- **TASK INPUTS**:
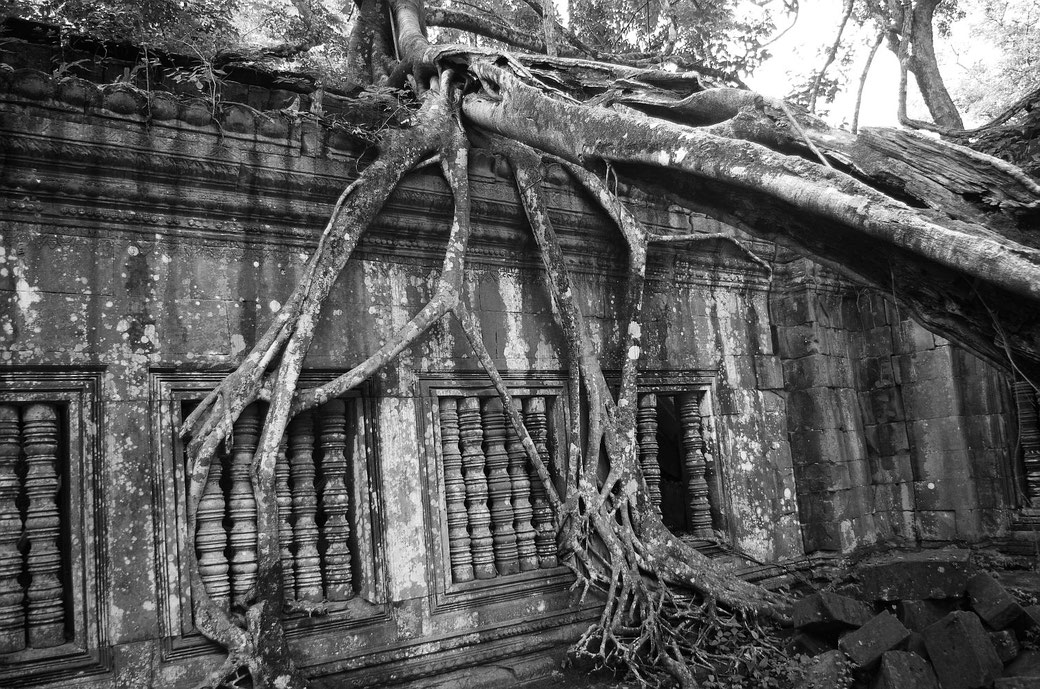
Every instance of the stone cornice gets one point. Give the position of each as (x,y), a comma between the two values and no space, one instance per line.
(74,170)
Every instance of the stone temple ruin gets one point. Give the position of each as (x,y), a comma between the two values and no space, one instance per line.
(785,418)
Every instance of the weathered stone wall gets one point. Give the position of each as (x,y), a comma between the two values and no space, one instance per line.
(144,250)
(897,434)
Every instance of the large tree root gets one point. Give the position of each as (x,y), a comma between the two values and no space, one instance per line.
(251,631)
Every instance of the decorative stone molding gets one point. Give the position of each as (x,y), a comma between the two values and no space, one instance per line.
(673,420)
(494,532)
(330,533)
(53,589)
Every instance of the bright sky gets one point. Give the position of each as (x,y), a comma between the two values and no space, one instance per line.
(798,51)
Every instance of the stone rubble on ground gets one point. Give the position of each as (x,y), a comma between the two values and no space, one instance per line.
(918,620)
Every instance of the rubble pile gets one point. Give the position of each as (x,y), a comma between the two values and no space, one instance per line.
(919,620)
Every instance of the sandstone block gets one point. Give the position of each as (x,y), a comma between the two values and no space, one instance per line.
(915,615)
(825,612)
(1025,665)
(868,643)
(829,669)
(1006,644)
(904,670)
(961,652)
(991,602)
(913,576)
(915,644)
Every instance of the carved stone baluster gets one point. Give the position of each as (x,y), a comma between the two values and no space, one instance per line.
(335,502)
(522,511)
(545,531)
(646,419)
(11,593)
(304,507)
(283,498)
(211,539)
(43,527)
(694,466)
(242,505)
(455,492)
(1029,433)
(471,437)
(499,488)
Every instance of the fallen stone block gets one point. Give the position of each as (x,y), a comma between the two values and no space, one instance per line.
(828,670)
(915,615)
(1006,644)
(904,670)
(865,645)
(810,644)
(914,576)
(1025,665)
(1016,683)
(1029,619)
(825,612)
(961,652)
(915,644)
(991,602)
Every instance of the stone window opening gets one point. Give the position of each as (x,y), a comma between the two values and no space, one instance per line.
(679,470)
(35,602)
(498,518)
(53,589)
(312,485)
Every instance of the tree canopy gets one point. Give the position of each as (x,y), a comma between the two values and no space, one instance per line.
(649,94)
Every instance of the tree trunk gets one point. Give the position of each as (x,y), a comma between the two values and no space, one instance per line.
(945,230)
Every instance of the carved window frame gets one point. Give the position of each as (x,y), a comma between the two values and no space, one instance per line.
(673,383)
(81,441)
(180,639)
(447,594)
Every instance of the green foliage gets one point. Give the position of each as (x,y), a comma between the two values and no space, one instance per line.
(731,36)
(201,26)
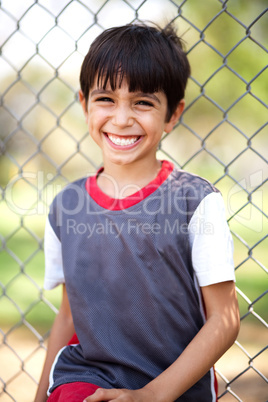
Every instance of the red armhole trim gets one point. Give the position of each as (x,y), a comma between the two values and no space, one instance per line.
(114,204)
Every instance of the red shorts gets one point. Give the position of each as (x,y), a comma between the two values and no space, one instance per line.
(72,392)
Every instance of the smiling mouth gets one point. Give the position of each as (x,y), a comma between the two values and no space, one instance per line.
(123,141)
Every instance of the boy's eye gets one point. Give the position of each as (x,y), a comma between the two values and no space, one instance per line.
(104,99)
(144,103)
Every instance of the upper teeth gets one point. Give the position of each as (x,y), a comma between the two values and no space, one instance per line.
(122,141)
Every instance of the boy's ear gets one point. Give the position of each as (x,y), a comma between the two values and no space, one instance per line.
(83,102)
(175,116)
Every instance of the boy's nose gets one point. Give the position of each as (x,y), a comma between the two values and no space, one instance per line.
(122,117)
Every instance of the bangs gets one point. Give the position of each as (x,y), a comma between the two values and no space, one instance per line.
(151,60)
(141,73)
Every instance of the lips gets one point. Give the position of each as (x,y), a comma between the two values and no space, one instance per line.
(123,141)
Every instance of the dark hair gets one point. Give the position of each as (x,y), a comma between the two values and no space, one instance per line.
(150,58)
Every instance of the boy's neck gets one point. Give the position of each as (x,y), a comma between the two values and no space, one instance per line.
(121,181)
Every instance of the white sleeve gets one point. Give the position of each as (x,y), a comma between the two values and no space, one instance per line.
(53,259)
(211,242)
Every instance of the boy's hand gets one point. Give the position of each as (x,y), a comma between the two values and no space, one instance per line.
(122,395)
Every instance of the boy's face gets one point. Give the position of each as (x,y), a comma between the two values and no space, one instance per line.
(127,125)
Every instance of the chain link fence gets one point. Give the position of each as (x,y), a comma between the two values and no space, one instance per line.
(44,144)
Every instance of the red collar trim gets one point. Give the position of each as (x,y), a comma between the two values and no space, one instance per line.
(114,204)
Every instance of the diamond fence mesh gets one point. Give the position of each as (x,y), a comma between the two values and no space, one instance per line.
(44,144)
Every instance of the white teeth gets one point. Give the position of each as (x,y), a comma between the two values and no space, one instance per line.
(123,141)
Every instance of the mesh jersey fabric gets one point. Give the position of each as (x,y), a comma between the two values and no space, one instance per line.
(131,285)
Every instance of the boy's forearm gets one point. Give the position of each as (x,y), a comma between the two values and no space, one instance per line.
(216,336)
(61,332)
(200,355)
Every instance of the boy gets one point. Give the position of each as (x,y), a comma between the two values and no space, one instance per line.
(142,249)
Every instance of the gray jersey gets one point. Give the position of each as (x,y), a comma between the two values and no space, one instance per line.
(131,284)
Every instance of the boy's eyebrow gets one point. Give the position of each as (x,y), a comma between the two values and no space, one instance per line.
(139,94)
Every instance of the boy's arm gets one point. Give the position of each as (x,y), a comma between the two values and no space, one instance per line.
(214,338)
(61,332)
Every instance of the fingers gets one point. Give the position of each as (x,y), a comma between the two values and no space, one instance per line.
(101,395)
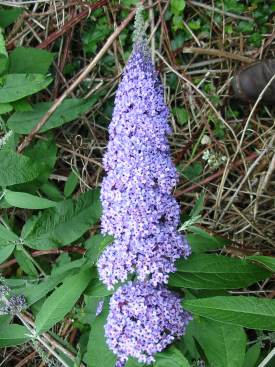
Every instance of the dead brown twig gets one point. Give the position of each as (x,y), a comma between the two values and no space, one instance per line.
(215,175)
(81,77)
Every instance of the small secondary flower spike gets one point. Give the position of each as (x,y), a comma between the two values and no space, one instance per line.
(143,320)
(138,208)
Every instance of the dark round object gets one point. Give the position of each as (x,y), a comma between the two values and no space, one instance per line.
(249,82)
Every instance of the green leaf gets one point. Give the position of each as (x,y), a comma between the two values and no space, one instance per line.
(202,241)
(203,271)
(267,261)
(62,300)
(5,252)
(11,335)
(35,292)
(27,201)
(4,61)
(16,169)
(224,345)
(172,358)
(70,109)
(5,108)
(96,245)
(198,207)
(65,223)
(43,154)
(51,191)
(97,289)
(28,60)
(17,86)
(7,237)
(8,16)
(22,105)
(177,6)
(98,353)
(181,114)
(70,184)
(25,263)
(252,356)
(249,312)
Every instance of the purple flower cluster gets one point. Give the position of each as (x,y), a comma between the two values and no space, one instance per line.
(142,215)
(138,208)
(143,320)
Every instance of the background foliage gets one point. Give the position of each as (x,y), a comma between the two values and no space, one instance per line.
(49,197)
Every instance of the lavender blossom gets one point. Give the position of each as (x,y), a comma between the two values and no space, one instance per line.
(143,320)
(138,208)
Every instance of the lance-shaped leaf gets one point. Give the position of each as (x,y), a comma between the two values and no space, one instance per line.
(203,271)
(63,224)
(16,169)
(250,312)
(17,86)
(70,109)
(62,300)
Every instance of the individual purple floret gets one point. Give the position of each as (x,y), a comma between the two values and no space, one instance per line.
(138,207)
(143,320)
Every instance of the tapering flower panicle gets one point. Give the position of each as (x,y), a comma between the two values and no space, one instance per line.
(143,320)
(138,208)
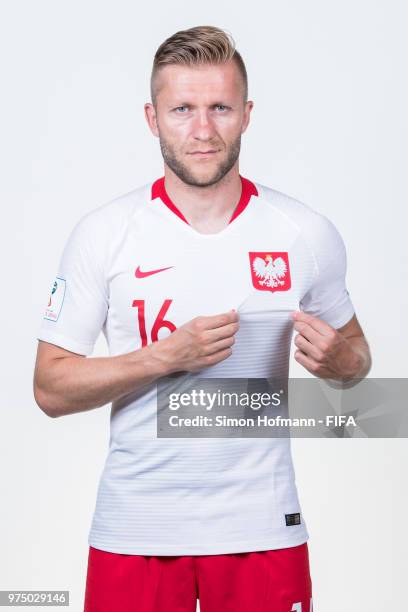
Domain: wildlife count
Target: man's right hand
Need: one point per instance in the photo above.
(199, 343)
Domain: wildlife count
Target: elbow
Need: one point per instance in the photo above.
(43, 401)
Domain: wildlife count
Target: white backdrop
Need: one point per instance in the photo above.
(329, 127)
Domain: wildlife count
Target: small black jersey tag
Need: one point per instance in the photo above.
(292, 519)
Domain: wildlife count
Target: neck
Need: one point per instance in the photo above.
(207, 209)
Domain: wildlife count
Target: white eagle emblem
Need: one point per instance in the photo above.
(271, 271)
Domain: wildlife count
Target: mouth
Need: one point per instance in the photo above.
(208, 153)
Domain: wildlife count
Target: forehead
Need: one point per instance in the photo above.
(204, 81)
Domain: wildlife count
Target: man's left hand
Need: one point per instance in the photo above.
(323, 350)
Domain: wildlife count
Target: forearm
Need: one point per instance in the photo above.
(354, 365)
(75, 384)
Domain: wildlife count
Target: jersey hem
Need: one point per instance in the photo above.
(65, 342)
(219, 549)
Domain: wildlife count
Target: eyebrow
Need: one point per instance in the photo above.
(219, 103)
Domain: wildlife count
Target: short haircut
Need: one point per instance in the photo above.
(195, 46)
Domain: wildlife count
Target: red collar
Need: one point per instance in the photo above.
(248, 189)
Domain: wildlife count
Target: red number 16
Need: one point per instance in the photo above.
(158, 324)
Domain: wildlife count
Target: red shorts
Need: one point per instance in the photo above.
(265, 581)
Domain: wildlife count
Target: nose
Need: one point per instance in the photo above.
(203, 127)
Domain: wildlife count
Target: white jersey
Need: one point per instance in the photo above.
(135, 269)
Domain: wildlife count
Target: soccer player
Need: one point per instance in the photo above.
(200, 270)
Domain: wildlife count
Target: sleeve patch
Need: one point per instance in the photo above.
(56, 300)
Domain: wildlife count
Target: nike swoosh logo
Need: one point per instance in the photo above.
(140, 274)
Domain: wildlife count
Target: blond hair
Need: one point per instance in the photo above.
(198, 45)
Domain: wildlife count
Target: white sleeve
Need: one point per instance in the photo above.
(78, 302)
(328, 298)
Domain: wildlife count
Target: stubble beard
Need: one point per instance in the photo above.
(182, 171)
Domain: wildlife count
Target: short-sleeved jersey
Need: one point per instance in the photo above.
(136, 270)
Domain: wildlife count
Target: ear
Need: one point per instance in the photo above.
(150, 114)
(247, 112)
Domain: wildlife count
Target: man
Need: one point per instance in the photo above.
(178, 274)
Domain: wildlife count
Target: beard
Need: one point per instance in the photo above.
(183, 172)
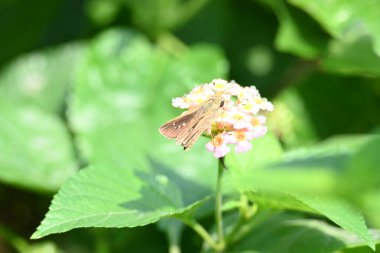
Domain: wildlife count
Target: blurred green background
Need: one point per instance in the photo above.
(318, 61)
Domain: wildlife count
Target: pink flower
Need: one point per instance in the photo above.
(218, 146)
(239, 120)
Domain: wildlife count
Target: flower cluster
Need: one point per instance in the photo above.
(239, 120)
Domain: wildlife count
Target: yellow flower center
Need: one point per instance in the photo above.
(240, 136)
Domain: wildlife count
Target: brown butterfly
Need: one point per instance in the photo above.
(189, 126)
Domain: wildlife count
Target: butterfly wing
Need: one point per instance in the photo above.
(194, 130)
(174, 127)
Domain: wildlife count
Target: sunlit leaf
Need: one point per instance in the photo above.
(36, 148)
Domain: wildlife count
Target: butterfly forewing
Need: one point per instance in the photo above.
(177, 125)
(190, 125)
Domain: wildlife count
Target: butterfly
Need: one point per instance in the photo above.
(189, 126)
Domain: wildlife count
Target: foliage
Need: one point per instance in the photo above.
(80, 121)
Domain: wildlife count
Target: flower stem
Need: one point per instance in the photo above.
(202, 232)
(218, 205)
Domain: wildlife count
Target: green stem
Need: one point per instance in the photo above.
(218, 205)
(245, 213)
(171, 44)
(202, 232)
(19, 243)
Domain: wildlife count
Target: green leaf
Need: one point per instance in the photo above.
(293, 233)
(362, 173)
(354, 26)
(39, 79)
(36, 149)
(291, 120)
(338, 16)
(304, 180)
(103, 196)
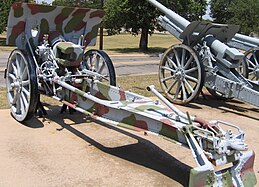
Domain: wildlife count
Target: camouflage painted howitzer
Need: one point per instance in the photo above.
(204, 58)
(58, 67)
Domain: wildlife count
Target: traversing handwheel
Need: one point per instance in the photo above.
(21, 84)
(252, 62)
(181, 74)
(98, 61)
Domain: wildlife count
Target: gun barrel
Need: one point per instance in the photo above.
(174, 17)
(248, 39)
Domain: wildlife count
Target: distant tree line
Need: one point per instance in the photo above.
(138, 16)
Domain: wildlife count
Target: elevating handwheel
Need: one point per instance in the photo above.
(181, 74)
(21, 85)
(98, 61)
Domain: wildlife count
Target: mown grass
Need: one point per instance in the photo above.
(136, 84)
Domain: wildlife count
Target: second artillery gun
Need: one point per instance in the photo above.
(204, 58)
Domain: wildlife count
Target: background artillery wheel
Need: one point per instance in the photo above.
(98, 61)
(251, 60)
(181, 74)
(21, 84)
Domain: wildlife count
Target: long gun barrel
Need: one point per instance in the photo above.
(218, 48)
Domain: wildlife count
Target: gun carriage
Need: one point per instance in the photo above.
(205, 58)
(50, 60)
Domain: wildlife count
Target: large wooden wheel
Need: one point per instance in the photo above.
(181, 74)
(21, 84)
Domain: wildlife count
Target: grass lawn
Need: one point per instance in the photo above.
(123, 43)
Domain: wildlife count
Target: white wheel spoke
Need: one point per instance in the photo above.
(172, 62)
(101, 68)
(17, 62)
(24, 101)
(22, 106)
(18, 104)
(191, 70)
(184, 92)
(191, 78)
(97, 62)
(177, 58)
(12, 76)
(14, 99)
(26, 92)
(25, 83)
(188, 85)
(250, 62)
(24, 74)
(171, 86)
(254, 56)
(167, 68)
(183, 57)
(188, 62)
(14, 69)
(167, 78)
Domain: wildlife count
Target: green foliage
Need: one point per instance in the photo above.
(192, 10)
(239, 12)
(246, 14)
(4, 9)
(133, 15)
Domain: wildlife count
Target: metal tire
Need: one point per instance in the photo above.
(252, 62)
(21, 84)
(181, 74)
(218, 95)
(98, 61)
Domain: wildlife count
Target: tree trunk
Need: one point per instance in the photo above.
(143, 44)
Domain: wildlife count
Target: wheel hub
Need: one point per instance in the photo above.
(179, 74)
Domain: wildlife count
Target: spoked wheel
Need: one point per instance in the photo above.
(98, 61)
(252, 61)
(181, 74)
(21, 84)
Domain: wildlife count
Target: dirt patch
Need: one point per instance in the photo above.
(70, 150)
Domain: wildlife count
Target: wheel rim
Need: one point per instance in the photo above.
(96, 63)
(252, 60)
(18, 85)
(181, 74)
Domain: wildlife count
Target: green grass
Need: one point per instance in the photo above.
(127, 83)
(122, 43)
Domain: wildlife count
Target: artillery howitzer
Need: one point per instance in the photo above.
(57, 66)
(205, 59)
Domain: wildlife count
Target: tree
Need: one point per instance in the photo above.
(239, 12)
(4, 9)
(220, 10)
(138, 16)
(192, 10)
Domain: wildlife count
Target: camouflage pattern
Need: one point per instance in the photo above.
(56, 21)
(132, 111)
(68, 54)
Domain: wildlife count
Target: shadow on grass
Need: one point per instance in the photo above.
(2, 41)
(144, 152)
(151, 50)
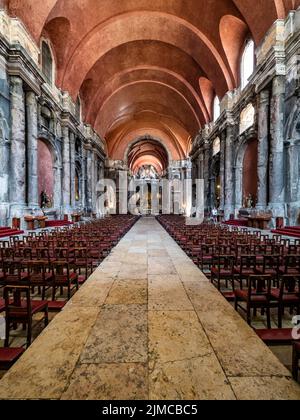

- **PROBLEM TO WORK ON**: Pick out every line above that contains the word "cluster" and copy each one in full.

- **RESPONSE TO THE EXERCISE**:
Every instance of the purple flower cluster gets one point. Give the position of each as (x,y), a comma between the two values and no space, one instance per line.
Target: flower cluster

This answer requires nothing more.